- [Document segment]:
╔══
Directing it all is the composer's extreme innate preference / temperament for classicism, his aesthetic constant: diligent and flawless craftsmanship, the music, even at its 'peak of emotional runny-ness,' (i.e. cry, drip, pine, long, sigh, snivel, etc.) a model of classical restraint.

That classicism, and the composer's ultra developed high craftsmanship (the fact he was a master modal contrapuntist -- which is highly disciplined 'old school' -- and not being 'tonal' also allows venturing into 'modern' harmony a bit smoother), are what hold the simplest of pieces together: that masterly use of counterpoint is why nothing is abrupt, unless only completely by the composer's choice and will.

This adds up to degrees of near reflexive ultra-refinement, giving much of what he wrote a quality such that it prompts the comment from others here to say how 'organic' and 'whole' the music seems. You hear it and, "it just is."

Like all great composers, he used the working principles but didn't 'follow the rules;' rather than setting up an academic or theoretic premise for a piece, 'he just wrote,' and used all the tools he had to craft what he wanted.
╚══
- [Brief 1]:
In the passage on the composer's classicism, list every word in the parenthetical that illustrates the music's "peak of emotional runny-ness."
- [Brief 2]:
Reproduce the passage on the composer's classicism word for word, from "Like all great" down to "what he wanted.".
The entries come from a source separate from the passage.

- [Information given]:
╔══
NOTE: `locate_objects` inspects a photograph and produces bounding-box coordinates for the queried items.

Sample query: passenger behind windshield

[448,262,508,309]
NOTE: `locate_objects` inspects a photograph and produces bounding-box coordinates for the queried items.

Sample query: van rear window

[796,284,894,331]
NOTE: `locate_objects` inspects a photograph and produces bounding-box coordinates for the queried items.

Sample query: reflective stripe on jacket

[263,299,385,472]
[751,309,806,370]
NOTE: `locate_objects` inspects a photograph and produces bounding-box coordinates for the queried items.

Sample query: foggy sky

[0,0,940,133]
╚══
╔══
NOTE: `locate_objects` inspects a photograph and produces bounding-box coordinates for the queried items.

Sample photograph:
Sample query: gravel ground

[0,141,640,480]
╚══
- [Expected output 1]:
cry, drip, pine, long, sigh, snivel

- [Expected output 2]:
Like all great composers, he used the working principles but didn't 'follow the rules;' rather than setting up an academic or theoretic premise for a piece, 'he just wrote,' and used all the tools he had to craft what he wanted.